• _Aim of the exercise_
Quote each of the lines below word for word.

• _Dataset records_
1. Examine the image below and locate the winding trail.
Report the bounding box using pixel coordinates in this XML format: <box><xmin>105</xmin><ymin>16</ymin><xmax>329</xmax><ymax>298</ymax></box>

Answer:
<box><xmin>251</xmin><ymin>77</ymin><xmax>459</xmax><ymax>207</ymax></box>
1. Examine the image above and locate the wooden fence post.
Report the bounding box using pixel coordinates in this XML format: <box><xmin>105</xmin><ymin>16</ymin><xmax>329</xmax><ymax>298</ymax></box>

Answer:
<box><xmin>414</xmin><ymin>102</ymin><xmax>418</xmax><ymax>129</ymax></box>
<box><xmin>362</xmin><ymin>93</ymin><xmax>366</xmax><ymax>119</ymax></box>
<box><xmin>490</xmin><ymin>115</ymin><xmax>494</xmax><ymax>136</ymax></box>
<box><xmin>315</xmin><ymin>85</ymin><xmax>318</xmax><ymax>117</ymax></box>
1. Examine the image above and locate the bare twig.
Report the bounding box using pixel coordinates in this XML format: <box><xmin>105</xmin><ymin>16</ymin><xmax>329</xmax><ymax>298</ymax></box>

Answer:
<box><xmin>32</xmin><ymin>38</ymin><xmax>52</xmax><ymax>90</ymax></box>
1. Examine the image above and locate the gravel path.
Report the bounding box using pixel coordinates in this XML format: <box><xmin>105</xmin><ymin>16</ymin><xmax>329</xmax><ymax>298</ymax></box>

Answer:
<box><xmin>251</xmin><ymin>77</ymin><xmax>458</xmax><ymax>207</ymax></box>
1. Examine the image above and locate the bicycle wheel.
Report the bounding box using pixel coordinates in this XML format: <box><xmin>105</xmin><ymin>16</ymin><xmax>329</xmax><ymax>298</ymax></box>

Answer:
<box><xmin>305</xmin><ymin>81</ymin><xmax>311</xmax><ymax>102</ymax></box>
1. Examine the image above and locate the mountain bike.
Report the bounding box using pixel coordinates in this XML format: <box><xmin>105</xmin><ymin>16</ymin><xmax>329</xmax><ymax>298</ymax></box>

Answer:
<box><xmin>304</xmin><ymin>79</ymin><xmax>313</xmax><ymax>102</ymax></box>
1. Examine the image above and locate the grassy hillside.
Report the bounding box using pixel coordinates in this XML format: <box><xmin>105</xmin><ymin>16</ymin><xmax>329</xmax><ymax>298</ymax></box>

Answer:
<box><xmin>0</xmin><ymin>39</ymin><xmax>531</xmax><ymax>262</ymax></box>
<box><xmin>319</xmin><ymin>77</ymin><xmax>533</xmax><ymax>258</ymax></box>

• _Exercise answer_
1. Examine the image below and locate the winding trail.
Report the bounding box using pixel coordinates in this XML format: <box><xmin>105</xmin><ymin>16</ymin><xmax>329</xmax><ymax>298</ymax></box>

Answer:
<box><xmin>251</xmin><ymin>77</ymin><xmax>459</xmax><ymax>207</ymax></box>
1. Examine the image above and locate the wooden fence post.
Report the bounding box using pixel coordinates in this XML format: <box><xmin>105</xmin><ymin>16</ymin><xmax>329</xmax><ymax>298</ymax></box>

Answer:
<box><xmin>414</xmin><ymin>102</ymin><xmax>418</xmax><ymax>129</ymax></box>
<box><xmin>362</xmin><ymin>93</ymin><xmax>366</xmax><ymax>119</ymax></box>
<box><xmin>490</xmin><ymin>115</ymin><xmax>494</xmax><ymax>136</ymax></box>
<box><xmin>315</xmin><ymin>85</ymin><xmax>318</xmax><ymax>117</ymax></box>
1. Examine the image above and locate the bare twig.
Report the bounding box using pixel coordinates in this XML format: <box><xmin>105</xmin><ymin>16</ymin><xmax>329</xmax><ymax>298</ymax></box>

Answer:
<box><xmin>32</xmin><ymin>38</ymin><xmax>52</xmax><ymax>90</ymax></box>
1. Examine the image above and locate the gravel path.
Report the bounding box using pixel coordinates in this XML format: <box><xmin>105</xmin><ymin>16</ymin><xmax>329</xmax><ymax>298</ymax></box>

Answer:
<box><xmin>251</xmin><ymin>77</ymin><xmax>458</xmax><ymax>207</ymax></box>
1. Examine the image above and locate the bicycle wheel.
Report the bounding box using pixel coordinates in this XML format: <box><xmin>105</xmin><ymin>16</ymin><xmax>329</xmax><ymax>298</ymax></box>

Answer:
<box><xmin>305</xmin><ymin>81</ymin><xmax>311</xmax><ymax>102</ymax></box>
1. Examine the image above and locate the mountain bike.
Report the bounding box using pixel coordinates in this XML format: <box><xmin>105</xmin><ymin>16</ymin><xmax>329</xmax><ymax>298</ymax></box>

Answer:
<box><xmin>304</xmin><ymin>79</ymin><xmax>313</xmax><ymax>102</ymax></box>
1. Examine the image above and locate the grassy hillside.
Report the bounding box using pixel coordinates in this XML format: <box><xmin>105</xmin><ymin>16</ymin><xmax>329</xmax><ymax>298</ymax></box>

Answer:
<box><xmin>0</xmin><ymin>39</ymin><xmax>531</xmax><ymax>262</ymax></box>
<box><xmin>319</xmin><ymin>77</ymin><xmax>533</xmax><ymax>258</ymax></box>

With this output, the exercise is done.